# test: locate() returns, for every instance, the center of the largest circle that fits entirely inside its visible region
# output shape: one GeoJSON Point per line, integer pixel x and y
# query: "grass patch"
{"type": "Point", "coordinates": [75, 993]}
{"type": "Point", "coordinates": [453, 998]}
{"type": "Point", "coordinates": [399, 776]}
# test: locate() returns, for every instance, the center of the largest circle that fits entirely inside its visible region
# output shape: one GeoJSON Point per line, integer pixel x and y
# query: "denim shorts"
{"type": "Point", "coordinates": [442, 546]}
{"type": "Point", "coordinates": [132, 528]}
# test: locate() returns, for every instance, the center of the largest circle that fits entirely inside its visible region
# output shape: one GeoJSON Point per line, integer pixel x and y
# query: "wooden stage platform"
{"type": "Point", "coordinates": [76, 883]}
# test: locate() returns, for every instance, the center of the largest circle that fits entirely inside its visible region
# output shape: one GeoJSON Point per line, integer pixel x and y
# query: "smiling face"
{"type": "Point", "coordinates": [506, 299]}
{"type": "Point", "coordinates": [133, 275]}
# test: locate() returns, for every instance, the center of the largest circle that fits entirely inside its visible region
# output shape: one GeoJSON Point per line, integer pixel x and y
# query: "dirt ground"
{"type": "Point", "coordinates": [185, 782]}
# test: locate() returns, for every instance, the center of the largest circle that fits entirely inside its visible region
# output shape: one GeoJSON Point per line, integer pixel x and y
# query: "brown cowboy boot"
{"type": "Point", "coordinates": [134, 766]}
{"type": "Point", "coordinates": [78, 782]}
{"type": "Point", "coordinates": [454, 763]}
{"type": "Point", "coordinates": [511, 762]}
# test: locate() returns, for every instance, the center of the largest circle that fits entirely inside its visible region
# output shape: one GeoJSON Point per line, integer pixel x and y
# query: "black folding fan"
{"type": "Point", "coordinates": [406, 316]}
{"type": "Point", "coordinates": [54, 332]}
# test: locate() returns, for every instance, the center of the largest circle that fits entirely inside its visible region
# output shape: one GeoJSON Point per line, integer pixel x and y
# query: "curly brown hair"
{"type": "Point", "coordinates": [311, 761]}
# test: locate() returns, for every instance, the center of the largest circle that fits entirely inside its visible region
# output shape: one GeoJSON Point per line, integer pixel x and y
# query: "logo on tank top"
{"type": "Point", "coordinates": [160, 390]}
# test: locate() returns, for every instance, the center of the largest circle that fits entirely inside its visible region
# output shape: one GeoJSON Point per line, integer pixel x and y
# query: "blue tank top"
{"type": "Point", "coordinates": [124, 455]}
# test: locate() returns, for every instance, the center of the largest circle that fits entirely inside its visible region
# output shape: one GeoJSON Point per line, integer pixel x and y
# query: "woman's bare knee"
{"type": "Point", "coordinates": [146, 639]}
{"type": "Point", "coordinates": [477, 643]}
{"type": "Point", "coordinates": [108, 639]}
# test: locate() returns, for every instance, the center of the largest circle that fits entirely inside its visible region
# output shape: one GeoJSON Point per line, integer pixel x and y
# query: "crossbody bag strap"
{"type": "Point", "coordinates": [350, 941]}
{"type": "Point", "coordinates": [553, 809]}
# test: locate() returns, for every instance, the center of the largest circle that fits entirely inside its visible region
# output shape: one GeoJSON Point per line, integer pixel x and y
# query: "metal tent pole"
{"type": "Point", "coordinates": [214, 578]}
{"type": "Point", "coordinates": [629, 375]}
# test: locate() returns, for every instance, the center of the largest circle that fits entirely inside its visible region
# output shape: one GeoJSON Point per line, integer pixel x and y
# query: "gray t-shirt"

######

**Work task:** All records should be written out again exactly as given.

**Response:**
# test: locate() returns, for every instance, the center of the largest circle that fits entirely inside its visible region
# output shape: one GeoJSON Point per line, integer pixel x and y
# query: "grass patch"
{"type": "Point", "coordinates": [75, 993]}
{"type": "Point", "coordinates": [453, 998]}
{"type": "Point", "coordinates": [399, 776]}
# test: locate() returns, for every instance, the center of the largest circle that fits entirely inside its visible region
# output shape: one GeoJSON Point per line, integer pixel x and y
# query: "denim shorts"
{"type": "Point", "coordinates": [442, 546]}
{"type": "Point", "coordinates": [132, 528]}
# test: locate() returns, for every instance, the center of the largest circle that fits entirely inside its visible region
# output shape: one GeoJSON Point per line, integer pixel x and y
# query: "wooden stage platform"
{"type": "Point", "coordinates": [76, 883]}
# test: locate() returns, for every instance, the center of the largest circle that fits entirely inside its visible region
# output shape: one GeoJSON Point per line, integer pixel x and y
# query: "smiling face"
{"type": "Point", "coordinates": [506, 299]}
{"type": "Point", "coordinates": [133, 275]}
# test: locate() returns, for every instance, the center of the largest circle that fits entirely inside its visible region
# output shape: one GeoJSON Point per line, integer pixel x and y
# query: "dirt ground"
{"type": "Point", "coordinates": [185, 782]}
# test: locate() returns, for every instance, the center of the largest circle that fits entirely inside its visible region
# output shape: one GeoJSON Point per line, integer pixel x and y
# query: "brown cowboy boot"
{"type": "Point", "coordinates": [134, 766]}
{"type": "Point", "coordinates": [78, 782]}
{"type": "Point", "coordinates": [454, 763]}
{"type": "Point", "coordinates": [511, 762]}
# test: locate() returns, for every instance, the center of the largest circle that fits entirely inside its visible region
# output shape: one GeoJSON Point per line, integer pixel x and y
# query: "black folding fan"
{"type": "Point", "coordinates": [406, 316]}
{"type": "Point", "coordinates": [54, 332]}
# test: locate() returns, for every instance, the center of the largest circle that fits entirely inside its visible region
# output shape: one GeoJSON Point per line, integer pixel x and y
# query: "curly brown hair"
{"type": "Point", "coordinates": [311, 761]}
# test: locate() returns, for every instance, the center of the largest circle that fits entirely inside its visible region
# output shape: one GeoJSON Point per line, integer pixel x and y
# query: "logo on tank top"
{"type": "Point", "coordinates": [160, 390]}
# test: locate() returns, for every instance, the center of the largest circle that fits entirely inside its visible region
# output shape: one GeoJSON Point per line, integer pixel x and y
# query: "blue tank top"
{"type": "Point", "coordinates": [124, 455]}
# test: locate() returns, for every instance, the center of the largest circle that fits entirely inside its visible region
# output shape: one GeoJSON Point per line, integer pixel x and y
# query: "woman's bare knee"
{"type": "Point", "coordinates": [146, 639]}
{"type": "Point", "coordinates": [477, 643]}
{"type": "Point", "coordinates": [108, 639]}
# test: locate() returns, for every instance, the center of the largest circle that fits entirely inside its visible region
# output shape: one GeoJSON Point per line, integer pixel x and y
# query: "crossbody bag strap"
{"type": "Point", "coordinates": [350, 941]}
{"type": "Point", "coordinates": [553, 809]}
# test: locate() returns, for every instance, the center of the largest circle that fits entirely inside its visible region
# output shape: one GeoJSON Point per line, integer pixel x and y
# query: "metal tent pole"
{"type": "Point", "coordinates": [214, 578]}
{"type": "Point", "coordinates": [629, 375]}
# test: locate() returns, for every instance, the center of the largest circle that fits entirely inside its visible region
# output shape: one GeoJSON Point per line, integer pixel x and y
# query: "gray t-shirt"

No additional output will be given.